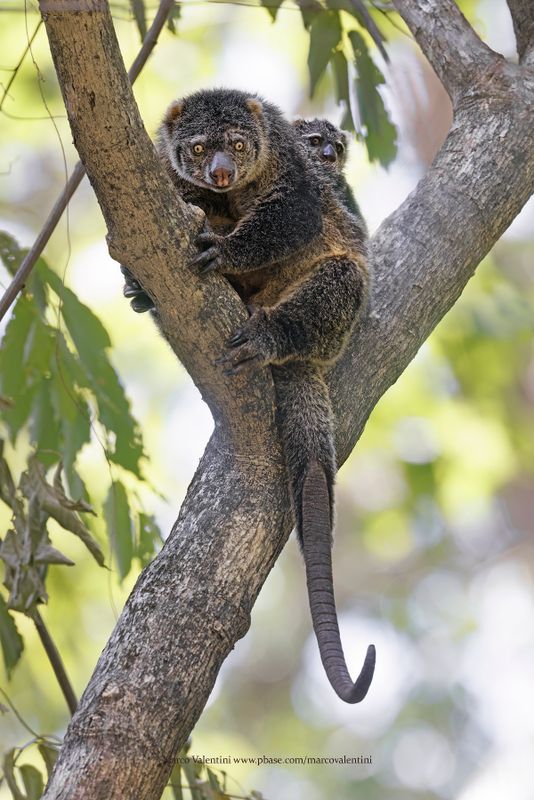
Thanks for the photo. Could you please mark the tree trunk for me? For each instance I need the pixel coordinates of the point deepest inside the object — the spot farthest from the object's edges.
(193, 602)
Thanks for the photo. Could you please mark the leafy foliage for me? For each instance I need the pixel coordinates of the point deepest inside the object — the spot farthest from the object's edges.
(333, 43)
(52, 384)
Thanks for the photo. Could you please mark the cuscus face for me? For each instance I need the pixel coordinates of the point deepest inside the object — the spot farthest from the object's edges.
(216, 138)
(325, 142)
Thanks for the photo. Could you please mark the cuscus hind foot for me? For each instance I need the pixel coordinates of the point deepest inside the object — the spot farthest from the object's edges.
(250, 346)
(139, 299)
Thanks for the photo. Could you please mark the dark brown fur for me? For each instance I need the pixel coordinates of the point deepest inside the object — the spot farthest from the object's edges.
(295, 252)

+++

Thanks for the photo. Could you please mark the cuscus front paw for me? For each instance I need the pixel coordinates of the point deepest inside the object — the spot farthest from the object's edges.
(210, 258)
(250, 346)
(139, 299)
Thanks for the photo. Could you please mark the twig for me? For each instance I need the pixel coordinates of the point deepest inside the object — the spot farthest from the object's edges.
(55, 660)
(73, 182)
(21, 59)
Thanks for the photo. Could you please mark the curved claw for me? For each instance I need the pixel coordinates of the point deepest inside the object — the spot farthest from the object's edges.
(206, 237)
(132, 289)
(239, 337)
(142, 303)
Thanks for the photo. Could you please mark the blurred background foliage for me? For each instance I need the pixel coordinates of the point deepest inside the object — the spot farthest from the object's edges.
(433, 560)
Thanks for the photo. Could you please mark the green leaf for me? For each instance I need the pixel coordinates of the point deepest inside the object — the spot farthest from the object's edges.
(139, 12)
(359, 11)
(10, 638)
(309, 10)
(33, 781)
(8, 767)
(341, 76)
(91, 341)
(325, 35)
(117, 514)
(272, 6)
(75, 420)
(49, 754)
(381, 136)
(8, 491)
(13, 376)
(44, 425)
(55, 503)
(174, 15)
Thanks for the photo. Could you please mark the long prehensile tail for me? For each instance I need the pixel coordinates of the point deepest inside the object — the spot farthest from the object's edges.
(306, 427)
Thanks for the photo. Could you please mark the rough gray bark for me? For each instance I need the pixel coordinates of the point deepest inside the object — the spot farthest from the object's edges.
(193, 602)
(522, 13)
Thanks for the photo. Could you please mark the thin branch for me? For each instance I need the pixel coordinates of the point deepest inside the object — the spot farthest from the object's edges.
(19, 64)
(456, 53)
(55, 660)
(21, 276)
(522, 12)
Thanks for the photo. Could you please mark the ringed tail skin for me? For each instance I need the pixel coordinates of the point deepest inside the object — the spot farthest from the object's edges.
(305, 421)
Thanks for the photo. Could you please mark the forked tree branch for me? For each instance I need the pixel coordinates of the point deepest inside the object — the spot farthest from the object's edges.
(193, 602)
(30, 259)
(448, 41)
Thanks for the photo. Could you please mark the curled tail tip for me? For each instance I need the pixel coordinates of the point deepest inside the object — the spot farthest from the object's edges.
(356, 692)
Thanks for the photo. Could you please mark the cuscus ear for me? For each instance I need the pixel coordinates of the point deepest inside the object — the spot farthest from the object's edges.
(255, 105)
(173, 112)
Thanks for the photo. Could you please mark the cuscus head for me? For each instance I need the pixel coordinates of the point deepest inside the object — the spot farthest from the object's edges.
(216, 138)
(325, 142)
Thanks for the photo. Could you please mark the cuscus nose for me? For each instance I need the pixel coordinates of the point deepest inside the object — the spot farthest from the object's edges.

+++

## AIM OF THE EXERCISE
Could you transcribe the entries above word for word, from the line with "Thanks for the photo. Could you please mark the curled" down to the line with "Thanks for the photo. Could you please mark the cuscus nose", keeping both?

## TASK OUTPUT
Thanks for the photo. Could you please mark the curled tail tip for me? For each instance I need the pixel coordinates of the point deepest inside the object — the spot farthest from the object's edges.
(356, 692)
Thanks for the photo. Could you please mark the cuscus ear for me? For each instance I need the pixel coordinates of the point deepest inside the object — the spot farthest from the object's edges.
(255, 105)
(173, 112)
Thanks for the photo. Could you please mark the cuscus head for me? For each instance I need the pixel coordinates of the point deepest inside the object — the spot farthest from the object's edges.
(216, 138)
(325, 142)
Thanks for the photo. Could you please mark the cuscus nose for me? For each instance I need the pixel coordinates of the point deepest inside the object — the spot farthest from the object's edges.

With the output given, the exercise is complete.